SAMSTAG, 16. JULI 2016

Es war mein drittes Mal in Triest. 1991 war ich – auch von Meran aus – dort gewesen, in Vor-MeBo-Zeiten, neun Monate nach Rolands Tod. Mit Bill (tot) und mit Giuseppe (lebt noch). Roland hatte Bill kennengelernt, als ich – wie ständig – auf Geschäftsreise gewesen war; er war Roland zugefallen wie mir Giuseppe. Innigere Beziehungen hat es von unseren nächtlichen Ausflügen ohne einander nie gegeben. Damals lebte Bill in Los Angeles, wo Roland und ich ihn mit Silke besuchten, und später in Houston, wo ich ihn traf, einmal sogar mit Irene. Bills Mutter stammte aus dem Tessin, und bevor Bill Roland und mich in Hamburg besuchen kam, machte er jedes Mal einen Abstecher in die Schweiz, wo er mexikanische Drogengelder wusch. Ich fürchtete immer, er würde deshalb irgendwann seinem eigenen Abstecher ins Messer laufen, aber er starb doch 1999 ganz normal an Aids. Er war eher scheu und sagte zu mir: „Da habe ich ein Mal Sex, und dann noch richtig schlechten, und gleich kriege ich Aids.“ Er wusste, dass das komisch klang, aber wir lachten ja dauernd über Dinge, die wir so unendlich traurig fanden.

AUFGABENSTELLUNG »
Woher stammte laut Textauszug Bills Mutter?

VERFÜGBARES MATERIAL »
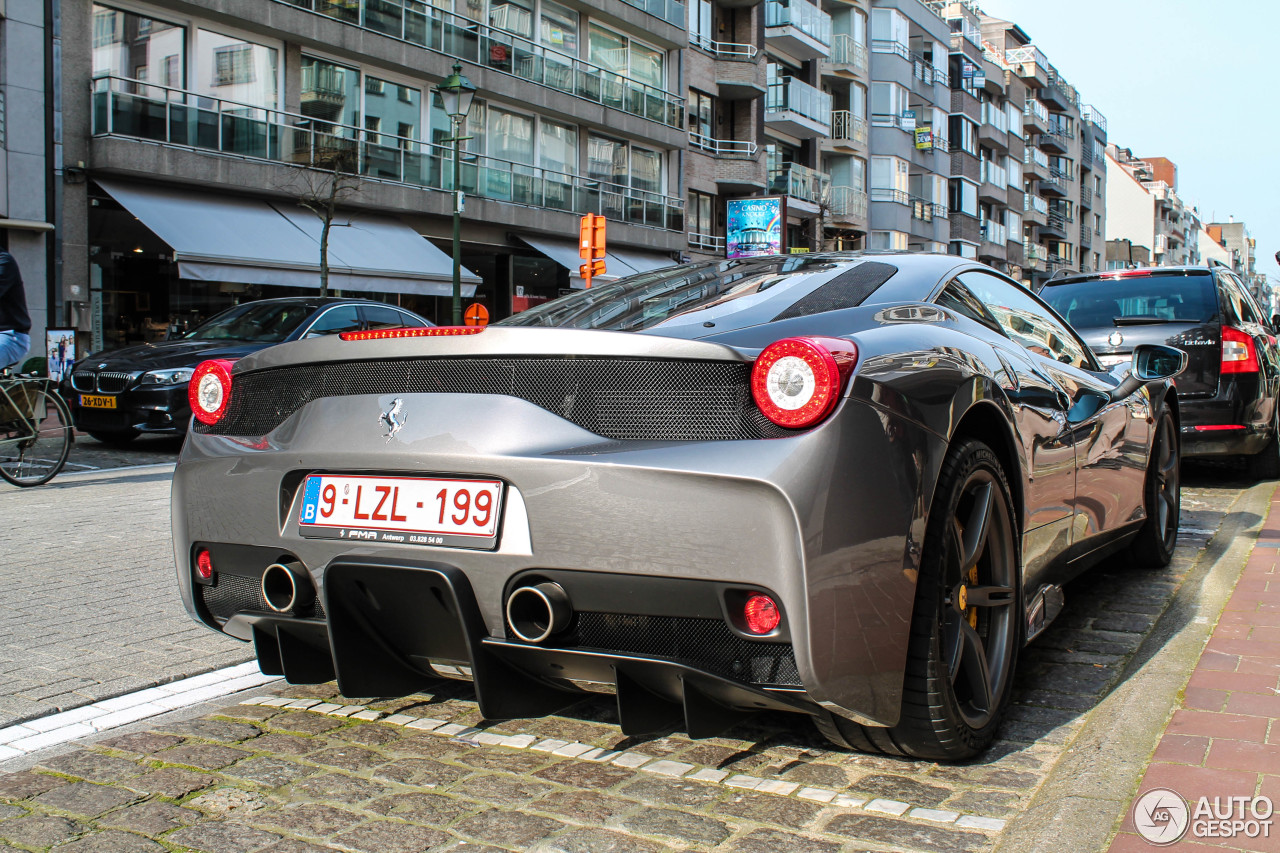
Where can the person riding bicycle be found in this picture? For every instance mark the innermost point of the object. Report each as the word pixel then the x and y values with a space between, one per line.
pixel 14 320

LÖSUNG »
Aus dem Tessin.